The important thing here is that LLVM is holding the thread hostage and we need the control back to safely suspend it. It is possible suspend the thread from outside, but then it might be inside a system call or library call that holds a mutex. This could deadlock the whole application. By giving the control back to the client via the call back we know that this cannot happen. We know that LLVM might hold some mutex local to the context, but that is fine and won’t deadlock the whole application.

-Juergen

I don’t have a strong opinion on this topic at the moment, but given that it is potentially GC related, I figured I’d speak up.

I see two unspoken assumptions in the thread so far:

  • The runtime needs a means to bring all threads to a stop to perform some action. In particular, no thread can be excepted.
  • A single LLVM library call takes longer to complete than the runtime is willing to wait for the thread stoppage to occur.

Both are entirely reasonable; I’m just spelling them out since they might not be obvious to everyone. The second is particularly noteworthy since it’s entirely new in LLVM.

I largely agree with Andy at the moment that the existing interface assumes one thread per context. I don’t see the issue with continuing with this assumption, particular since no one t.m.k. has put forward any serious plans to change this. If this does happen, having it occur in an opt-in manner will be a matter of practical necessity.

I find myself somewhat uncertain of the choice to leverage the pass manager for this purpose though. It’s the entirely logical place to start, but is it enough? What if a single pass takes too long to complete? Do we start scattering these call backs throughout large parts of LLVM? Also, how does this interact with something like the hoped for parallel LTO?

Like Chandler, I believe there needs to be a fully thought out proposal and discussion on this list. I would weakly oppose the change in it’s current form solely on this basis.

Andy, Juergen - Can you start by providing a bit more background information? What do you need the thread yield call back for? Garbage collection? Other VM tasks? User mode scheduling of threads? Something else entirely?

Yours,
Philip

FWIW, I have specific, concrete, and serious plans here. =D The new pass
manager is in part motivated by these plans. I expect parallelism to be the
next major infrastructure thing I work on after the pass manager.

I don’t have a strong opinion on this topic at the moment, but given that it is potentially GC related, I figured I’d speak up.

I see two unspoken assumptions in the thread so far:

  • The runtime needs a means to bring all threads to a stop to perform some action. In particular, no thread can be excepted.

**TO DO**
**a)** In the LLVM thread discussion, rewrite the paragraph beginning "The important thing here is that LLVM" as a short bulleted list that keeps its main points.
**b)** Summarize the LLVM thread discussion in two sentences.
**c)** Continue the LLVM thread discussion from the point where it ends.
The records are unrelated to the LLVM thread discussion.

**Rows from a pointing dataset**
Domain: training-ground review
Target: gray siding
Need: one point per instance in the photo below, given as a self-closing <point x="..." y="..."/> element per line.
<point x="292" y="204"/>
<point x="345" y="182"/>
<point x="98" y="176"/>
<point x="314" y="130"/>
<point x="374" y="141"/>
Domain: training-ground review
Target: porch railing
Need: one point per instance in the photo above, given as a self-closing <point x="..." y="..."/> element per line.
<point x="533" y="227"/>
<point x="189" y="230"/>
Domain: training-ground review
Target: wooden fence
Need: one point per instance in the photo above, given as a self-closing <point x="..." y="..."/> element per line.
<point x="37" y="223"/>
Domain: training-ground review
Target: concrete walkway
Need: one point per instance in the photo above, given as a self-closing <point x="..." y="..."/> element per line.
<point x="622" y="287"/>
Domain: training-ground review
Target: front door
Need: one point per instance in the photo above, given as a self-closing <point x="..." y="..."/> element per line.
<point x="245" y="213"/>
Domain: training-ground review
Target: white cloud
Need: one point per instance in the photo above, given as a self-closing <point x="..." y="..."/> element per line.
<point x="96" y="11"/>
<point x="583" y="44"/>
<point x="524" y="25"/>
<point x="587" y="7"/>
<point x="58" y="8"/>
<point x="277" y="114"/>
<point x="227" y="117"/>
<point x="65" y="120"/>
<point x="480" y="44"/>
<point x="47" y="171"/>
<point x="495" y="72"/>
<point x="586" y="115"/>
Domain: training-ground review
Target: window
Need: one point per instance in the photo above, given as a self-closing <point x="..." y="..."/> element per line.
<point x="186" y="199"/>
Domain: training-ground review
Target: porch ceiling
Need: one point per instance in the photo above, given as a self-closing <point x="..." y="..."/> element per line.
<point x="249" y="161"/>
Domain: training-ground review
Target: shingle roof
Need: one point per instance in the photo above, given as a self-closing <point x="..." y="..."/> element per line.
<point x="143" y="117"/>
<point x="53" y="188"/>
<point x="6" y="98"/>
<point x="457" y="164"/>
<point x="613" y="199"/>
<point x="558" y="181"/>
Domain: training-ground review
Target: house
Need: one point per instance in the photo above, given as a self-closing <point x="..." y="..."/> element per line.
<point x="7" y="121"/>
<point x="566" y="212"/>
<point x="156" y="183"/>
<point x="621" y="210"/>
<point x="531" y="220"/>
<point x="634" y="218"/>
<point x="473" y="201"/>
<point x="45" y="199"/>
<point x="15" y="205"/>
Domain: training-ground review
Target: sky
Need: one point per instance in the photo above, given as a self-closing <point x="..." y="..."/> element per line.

**OUTPUTS**
**a)**
- LLVM holds the thread, and control must come back to suspend it safely.
- Suspending the thread from outside is possible, but it might be inside a system or library call that holds a mutex.
- That could deadlock the whole application.
- A callback that returns control to the client rules this out.
- LLVM might still hold a mutex local to the context, but that won't deadlock the whole application.

**b)** The discussion concerns a callback that returns control from LLVM to the client so a thread can be suspended safely, since suspending it from outside could deadlock the application if it is inside a call that holds a mutex. One reply spells out the assumptions behind this, questions relying on the pass manager, and asks for a full proposal and more background, while another reply mentions concrete plans for parallelism.

**c)**
The only assumption that we want client to make of this API is that a compiler thread can be suspended at this point without blocking other non-compiler threads in the same process, or blocking other compiler threads associated with a different LLVM context.

There will be no assumption about the state of the suspended thread’s LLVM context and no assumption that other threads in the same context will continue executing (if there were such a thing).

  • A single LLVM library call takes longer to complete than the runtime is willing to wait for the thread stoppage to occur.

I’m not sure what you mean by this.

Both are entirely reasonable; I’m just spelling them out since they might not be obvious to everyone. The second is particularly noteworthy since it’s entirely new in LLVM.

I largely agree with Andy at the moment that the existing interface assumes one thread per context. I don’t see the issue with continuing with this assumption, particular since no one t.m.k. has put forward any serious plans to change this. If this does happen, having it occur in an opt-in manner will be a matter of practical necessity.

I don’t think this API makes any assumption about LLVM’s threading model. I don’t even see how this API assumes one thread per context. However, I will concede that it does if it helps focus this discussion. Either way, the JIT should determine the threading model and be given a C API that allows configuring and scheduling those threads. As you correctly said, if we hypothetically implement a parallel pass manager mode that breaks some JITs, then clients will need to opt-in. We are not beholden to implement this callback in that mode. We just need to make that clear.

I find myself somewhat uncertain of the choice to leverage the pass manager for this purpose though. It’s the entirely logical place to start, but is it enough? What if a single pass takes too long to complete? Do we start scattering these call backs throughout large parts of LLVM? Also, how does this interact with something like the hoped for parallel LTO?

Like Chandler, I believe there needs to be a fully thought out proposal and discussion on this list. I would weakly oppose the change in it’s current form solely on this basis.

Would you (or anyone) oppose a simple maySuspendContext() callback API? It would mean nothing more than the thread(s) for a given LLVM context can be suspended independent from other contexts.

Andy, Juergen - Can you start by providing a bit more background information? What do you need the thread yield call back for? Garbage collection? Other VM tasks? User mode scheduling of threads? Something else entirely?

The thread yield API is primarily for user mode scheduling of threads.

A JIT could certainly use it for GC and other VM tasks. That isn’t necessary for us because those tasks can run concurrent with the LLVM thread until it completes. It would only be a problem if there are resource constraints.

-Andy

I don't have a strong opinion on this topic at the moment, but given that
it is potentially GC related, I figured I'd speak up.

I see two unspoken assumptions in the thread so far:
- The runtime needs a means to bring all threads to a stop to perform some
action. In particular, no thread can be excepted.

The *only* assumption that we want client to make of this API is that a
compiler thread can be suspended at this point without blocking other
non-compiler threads in the same process, or blocking other compiler
threads associated with a *different* LLVM context.

There will be no assumption about the state of the suspended thread’s LLVM
context and no assumption that other threads in the same context will
continue executing (if there were such a thing).

- A single LLVM library call takes longer to complete than the runtime is
willing to wait for the thread stoppage to occur.

I’m not sure what you mean by this.

Both are entirely reasonable; I'm just spelling them out since they might
not be obvious to everyone. The second is particularly noteworthy since
it's entirely new in LLVM.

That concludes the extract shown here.